[WORK ORDER] The string "pixel" appears in some lines of the entries that follow; copy each such line.

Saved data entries
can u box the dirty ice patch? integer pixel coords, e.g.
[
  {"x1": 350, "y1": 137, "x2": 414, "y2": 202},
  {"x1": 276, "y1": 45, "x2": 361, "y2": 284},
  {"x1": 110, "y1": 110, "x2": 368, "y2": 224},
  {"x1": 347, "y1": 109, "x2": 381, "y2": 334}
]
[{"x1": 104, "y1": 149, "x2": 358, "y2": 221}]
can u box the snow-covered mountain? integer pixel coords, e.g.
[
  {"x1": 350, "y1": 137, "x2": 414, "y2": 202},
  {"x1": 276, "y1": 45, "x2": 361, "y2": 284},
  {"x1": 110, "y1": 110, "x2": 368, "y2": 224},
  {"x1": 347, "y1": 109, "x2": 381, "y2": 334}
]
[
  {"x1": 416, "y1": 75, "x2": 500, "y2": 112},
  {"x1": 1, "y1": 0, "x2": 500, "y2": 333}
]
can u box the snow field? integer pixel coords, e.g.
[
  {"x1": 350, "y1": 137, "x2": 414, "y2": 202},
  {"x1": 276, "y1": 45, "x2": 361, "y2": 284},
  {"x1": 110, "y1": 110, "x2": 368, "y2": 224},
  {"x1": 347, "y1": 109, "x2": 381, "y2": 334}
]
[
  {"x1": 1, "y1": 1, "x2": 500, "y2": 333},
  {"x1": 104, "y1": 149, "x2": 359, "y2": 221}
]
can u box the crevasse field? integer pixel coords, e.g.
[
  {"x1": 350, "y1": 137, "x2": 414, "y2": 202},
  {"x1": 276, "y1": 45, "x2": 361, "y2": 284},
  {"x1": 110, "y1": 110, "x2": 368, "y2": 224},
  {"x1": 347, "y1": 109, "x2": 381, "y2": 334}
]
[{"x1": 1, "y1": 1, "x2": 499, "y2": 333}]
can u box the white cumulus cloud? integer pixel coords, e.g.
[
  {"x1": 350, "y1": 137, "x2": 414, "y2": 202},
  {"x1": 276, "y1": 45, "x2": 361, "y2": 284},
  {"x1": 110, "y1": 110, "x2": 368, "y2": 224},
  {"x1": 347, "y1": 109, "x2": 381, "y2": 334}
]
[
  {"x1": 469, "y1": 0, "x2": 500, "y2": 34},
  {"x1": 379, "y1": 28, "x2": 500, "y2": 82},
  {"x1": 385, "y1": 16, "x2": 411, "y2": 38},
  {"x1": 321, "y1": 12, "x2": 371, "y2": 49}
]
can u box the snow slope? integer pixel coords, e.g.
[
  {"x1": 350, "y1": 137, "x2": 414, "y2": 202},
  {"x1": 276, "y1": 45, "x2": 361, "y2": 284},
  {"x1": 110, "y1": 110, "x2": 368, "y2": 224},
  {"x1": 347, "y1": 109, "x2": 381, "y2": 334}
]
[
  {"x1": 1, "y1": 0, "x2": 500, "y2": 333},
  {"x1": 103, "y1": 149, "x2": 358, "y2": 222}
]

[SOLUTION TO THIS PROBLEM]
can u box the dirty ice patch? integer pixel coords, e.g.
can u box the snow-covered mountain? integer pixel coords, e.g.
can u box the snow field? integer pixel coords, e.g.
can u box the crevasse field? integer pixel coords, e.g.
can u box the white cumulus cloud? integer pixel coords, e.g.
can u box the snow slope? integer pixel coords, e.g.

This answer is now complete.